» **Problem**: Which lines in the entries below contain the word "gray"? Gather each of them in full, treating uppercase and lowercase letters as different.

(Records of labeled points)
^^^^^^^^

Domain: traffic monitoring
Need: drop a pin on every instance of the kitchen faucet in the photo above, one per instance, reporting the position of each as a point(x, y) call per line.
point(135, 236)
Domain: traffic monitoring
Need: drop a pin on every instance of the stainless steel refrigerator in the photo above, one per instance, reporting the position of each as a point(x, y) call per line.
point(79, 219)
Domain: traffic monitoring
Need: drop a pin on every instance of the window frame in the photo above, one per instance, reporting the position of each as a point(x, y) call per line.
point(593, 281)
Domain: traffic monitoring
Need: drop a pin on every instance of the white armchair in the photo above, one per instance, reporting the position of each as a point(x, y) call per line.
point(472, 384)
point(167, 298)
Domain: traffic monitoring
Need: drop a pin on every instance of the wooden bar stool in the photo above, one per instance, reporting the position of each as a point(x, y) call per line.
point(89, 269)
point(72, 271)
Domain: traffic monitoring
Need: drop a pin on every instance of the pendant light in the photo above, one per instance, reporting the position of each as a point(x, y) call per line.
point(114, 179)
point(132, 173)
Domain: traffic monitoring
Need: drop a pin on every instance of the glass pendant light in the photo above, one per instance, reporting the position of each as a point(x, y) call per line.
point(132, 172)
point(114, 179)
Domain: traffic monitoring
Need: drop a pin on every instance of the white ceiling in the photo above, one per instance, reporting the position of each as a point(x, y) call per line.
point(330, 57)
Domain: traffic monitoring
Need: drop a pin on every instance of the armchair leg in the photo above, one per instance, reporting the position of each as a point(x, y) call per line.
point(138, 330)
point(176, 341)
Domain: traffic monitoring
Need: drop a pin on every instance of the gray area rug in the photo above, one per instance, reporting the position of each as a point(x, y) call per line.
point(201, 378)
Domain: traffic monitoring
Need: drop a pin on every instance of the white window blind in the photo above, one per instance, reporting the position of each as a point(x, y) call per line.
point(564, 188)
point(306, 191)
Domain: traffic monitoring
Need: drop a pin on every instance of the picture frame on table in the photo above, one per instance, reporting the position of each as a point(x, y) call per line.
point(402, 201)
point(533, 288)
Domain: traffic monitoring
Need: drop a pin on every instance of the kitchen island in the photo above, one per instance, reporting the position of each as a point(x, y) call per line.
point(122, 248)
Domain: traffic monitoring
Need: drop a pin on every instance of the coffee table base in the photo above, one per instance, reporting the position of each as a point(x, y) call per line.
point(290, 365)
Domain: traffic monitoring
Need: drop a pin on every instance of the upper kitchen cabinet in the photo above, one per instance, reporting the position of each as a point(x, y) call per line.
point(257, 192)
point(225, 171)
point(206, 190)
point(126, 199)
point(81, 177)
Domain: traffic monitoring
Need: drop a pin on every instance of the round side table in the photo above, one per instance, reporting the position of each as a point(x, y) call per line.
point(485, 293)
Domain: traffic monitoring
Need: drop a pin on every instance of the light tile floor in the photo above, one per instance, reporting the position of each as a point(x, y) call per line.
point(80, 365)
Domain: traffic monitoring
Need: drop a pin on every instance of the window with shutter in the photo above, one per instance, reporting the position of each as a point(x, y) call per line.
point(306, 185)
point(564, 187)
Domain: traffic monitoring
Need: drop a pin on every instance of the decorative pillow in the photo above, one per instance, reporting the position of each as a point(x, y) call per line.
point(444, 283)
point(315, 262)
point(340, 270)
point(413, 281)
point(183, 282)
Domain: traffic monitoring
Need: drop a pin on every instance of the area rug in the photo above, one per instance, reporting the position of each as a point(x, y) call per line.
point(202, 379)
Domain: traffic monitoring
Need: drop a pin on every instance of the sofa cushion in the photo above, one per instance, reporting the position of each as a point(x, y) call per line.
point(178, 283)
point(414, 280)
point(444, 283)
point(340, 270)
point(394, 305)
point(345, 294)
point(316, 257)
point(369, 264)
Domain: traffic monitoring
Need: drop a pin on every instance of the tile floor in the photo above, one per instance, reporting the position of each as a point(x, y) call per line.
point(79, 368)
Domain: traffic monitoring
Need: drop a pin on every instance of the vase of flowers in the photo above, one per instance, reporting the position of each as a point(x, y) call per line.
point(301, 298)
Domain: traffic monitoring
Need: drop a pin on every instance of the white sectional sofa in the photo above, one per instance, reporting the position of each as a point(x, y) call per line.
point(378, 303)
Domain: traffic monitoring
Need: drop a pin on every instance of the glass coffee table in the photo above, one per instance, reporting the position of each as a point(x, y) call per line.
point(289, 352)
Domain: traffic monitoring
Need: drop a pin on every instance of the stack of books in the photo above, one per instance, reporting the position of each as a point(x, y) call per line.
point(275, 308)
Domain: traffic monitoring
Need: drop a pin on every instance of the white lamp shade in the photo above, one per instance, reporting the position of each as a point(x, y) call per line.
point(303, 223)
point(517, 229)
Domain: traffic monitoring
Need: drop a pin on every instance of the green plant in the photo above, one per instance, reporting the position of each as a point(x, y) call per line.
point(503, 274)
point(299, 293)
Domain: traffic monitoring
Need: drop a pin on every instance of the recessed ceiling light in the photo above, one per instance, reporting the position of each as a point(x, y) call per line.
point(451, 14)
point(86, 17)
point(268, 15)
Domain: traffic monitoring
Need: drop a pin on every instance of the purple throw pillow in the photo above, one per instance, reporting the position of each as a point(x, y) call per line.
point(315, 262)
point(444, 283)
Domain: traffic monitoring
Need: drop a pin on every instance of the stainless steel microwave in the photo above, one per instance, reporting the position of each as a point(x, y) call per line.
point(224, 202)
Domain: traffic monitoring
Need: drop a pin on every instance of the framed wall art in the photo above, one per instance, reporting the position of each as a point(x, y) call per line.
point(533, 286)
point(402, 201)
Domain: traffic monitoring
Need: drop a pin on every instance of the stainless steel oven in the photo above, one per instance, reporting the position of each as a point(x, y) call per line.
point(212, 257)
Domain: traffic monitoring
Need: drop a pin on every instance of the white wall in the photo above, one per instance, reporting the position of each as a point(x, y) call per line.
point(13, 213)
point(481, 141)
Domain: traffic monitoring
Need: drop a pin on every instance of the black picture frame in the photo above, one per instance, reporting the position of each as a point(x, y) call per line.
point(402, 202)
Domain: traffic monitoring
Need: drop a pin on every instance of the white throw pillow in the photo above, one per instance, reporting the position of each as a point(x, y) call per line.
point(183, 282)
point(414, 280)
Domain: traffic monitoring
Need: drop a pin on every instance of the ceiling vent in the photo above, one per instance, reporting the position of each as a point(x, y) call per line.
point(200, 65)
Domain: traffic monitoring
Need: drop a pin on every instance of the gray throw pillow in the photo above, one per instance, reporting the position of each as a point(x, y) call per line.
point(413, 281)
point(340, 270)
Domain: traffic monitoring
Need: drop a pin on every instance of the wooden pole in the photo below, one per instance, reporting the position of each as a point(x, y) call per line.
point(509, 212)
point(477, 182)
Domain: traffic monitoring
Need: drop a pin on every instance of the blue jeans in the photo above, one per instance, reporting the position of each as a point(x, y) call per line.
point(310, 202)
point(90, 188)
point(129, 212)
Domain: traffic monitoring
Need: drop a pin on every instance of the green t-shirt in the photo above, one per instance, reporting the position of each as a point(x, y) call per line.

^^^^^^^^

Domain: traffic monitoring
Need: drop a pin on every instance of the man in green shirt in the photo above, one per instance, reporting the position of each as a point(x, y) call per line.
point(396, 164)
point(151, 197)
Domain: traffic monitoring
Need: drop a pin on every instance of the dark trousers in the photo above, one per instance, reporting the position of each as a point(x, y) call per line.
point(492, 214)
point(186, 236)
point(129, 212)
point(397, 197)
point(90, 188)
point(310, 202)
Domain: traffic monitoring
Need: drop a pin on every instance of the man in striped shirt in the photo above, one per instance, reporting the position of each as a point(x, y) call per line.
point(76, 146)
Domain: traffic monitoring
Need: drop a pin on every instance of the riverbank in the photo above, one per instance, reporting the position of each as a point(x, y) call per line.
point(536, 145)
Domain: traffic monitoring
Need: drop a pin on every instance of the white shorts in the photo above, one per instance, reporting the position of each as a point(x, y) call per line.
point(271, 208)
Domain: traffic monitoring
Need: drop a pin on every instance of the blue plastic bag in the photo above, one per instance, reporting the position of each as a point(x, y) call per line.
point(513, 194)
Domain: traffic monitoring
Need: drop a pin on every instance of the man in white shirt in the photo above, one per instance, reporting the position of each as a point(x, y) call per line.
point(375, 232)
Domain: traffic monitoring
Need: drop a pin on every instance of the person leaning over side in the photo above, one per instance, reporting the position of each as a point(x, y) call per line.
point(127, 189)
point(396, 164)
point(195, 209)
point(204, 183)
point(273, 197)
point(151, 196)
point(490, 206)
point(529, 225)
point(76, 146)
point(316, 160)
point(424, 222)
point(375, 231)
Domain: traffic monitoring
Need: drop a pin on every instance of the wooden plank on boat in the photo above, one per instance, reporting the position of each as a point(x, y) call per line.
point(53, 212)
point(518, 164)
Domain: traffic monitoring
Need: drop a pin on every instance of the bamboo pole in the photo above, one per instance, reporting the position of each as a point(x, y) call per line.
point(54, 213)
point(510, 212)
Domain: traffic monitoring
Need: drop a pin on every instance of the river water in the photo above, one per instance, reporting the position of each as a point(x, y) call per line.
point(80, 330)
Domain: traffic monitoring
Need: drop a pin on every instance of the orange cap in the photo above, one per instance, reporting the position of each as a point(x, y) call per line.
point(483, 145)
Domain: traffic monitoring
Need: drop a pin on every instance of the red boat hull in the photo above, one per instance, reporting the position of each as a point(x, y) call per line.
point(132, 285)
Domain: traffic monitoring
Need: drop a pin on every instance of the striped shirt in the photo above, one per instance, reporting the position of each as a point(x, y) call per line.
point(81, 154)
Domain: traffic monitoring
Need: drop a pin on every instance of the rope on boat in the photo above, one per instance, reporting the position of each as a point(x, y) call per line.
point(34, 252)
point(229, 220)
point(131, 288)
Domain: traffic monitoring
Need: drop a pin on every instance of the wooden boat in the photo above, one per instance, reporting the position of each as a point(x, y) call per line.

^^^^^^^^

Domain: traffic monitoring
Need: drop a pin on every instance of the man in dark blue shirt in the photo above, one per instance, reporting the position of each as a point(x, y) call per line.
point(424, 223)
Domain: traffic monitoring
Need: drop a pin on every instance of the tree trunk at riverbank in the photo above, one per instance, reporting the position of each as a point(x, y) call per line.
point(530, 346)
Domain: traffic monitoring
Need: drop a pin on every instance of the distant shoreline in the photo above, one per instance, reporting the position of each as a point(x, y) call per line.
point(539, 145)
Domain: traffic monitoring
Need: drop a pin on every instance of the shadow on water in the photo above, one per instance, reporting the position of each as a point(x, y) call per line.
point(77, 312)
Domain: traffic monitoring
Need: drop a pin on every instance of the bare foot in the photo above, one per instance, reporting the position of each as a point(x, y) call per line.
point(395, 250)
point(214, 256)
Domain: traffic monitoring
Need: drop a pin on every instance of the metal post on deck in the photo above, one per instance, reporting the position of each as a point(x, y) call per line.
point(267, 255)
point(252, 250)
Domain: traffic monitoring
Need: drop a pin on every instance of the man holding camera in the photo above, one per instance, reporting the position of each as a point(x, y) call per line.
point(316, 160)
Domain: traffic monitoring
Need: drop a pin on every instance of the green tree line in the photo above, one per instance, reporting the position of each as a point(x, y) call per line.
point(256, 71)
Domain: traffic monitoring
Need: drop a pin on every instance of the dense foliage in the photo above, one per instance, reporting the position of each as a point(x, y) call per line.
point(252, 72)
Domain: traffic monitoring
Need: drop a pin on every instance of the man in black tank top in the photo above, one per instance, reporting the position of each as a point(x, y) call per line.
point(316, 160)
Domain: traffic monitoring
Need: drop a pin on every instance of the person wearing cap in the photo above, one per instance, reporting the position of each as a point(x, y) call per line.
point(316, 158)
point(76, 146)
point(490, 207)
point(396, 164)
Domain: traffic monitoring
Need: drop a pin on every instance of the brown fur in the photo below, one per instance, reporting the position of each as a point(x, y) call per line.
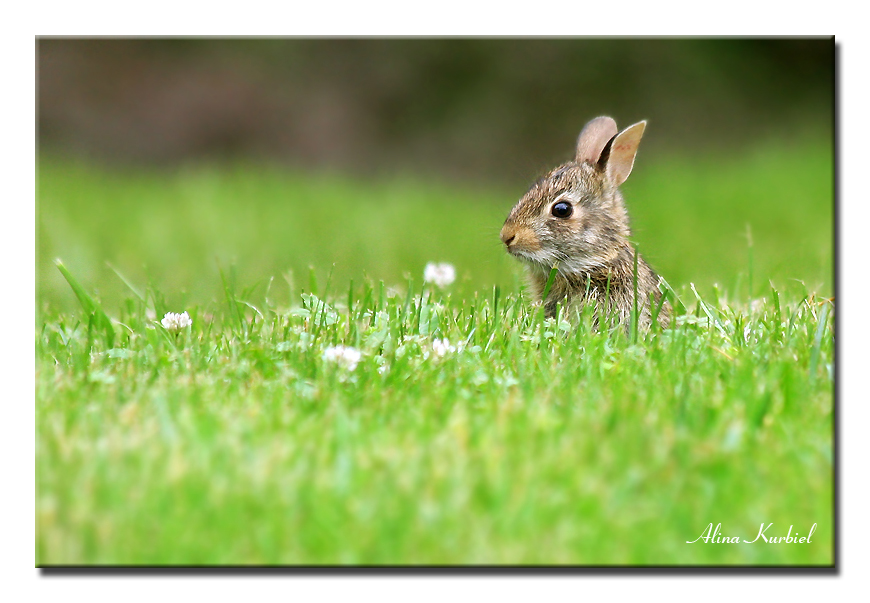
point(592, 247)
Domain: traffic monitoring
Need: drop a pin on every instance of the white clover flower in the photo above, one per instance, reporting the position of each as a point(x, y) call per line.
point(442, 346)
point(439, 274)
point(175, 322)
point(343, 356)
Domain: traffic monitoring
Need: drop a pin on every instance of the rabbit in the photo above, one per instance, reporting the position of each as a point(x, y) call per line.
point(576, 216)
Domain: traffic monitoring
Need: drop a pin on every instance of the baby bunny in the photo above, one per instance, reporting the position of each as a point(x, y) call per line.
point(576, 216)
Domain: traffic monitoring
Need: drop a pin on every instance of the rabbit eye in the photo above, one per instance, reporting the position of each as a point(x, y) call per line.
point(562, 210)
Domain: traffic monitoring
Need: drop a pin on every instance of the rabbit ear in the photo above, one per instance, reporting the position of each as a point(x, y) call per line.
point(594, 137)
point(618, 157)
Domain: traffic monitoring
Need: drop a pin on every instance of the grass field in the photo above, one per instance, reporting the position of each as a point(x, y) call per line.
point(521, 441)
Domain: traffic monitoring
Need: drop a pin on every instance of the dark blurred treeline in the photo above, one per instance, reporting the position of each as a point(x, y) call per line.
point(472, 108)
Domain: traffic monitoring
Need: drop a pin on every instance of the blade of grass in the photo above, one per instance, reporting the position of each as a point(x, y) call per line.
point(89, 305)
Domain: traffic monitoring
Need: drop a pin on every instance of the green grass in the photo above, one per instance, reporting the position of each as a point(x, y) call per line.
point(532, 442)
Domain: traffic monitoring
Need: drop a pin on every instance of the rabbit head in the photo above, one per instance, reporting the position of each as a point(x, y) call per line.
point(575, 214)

^^^^^^^^

» **Solved exercise**:
Need: drop a pin on every instance of the gray area rug in the photo above, one per instance, reporting the position of each as a point(x, y) call per line.
Need: drop a pin on every instance of the gray throw pillow in the photo above, one per instance, reporting the position of each as a point(x, y) call per line.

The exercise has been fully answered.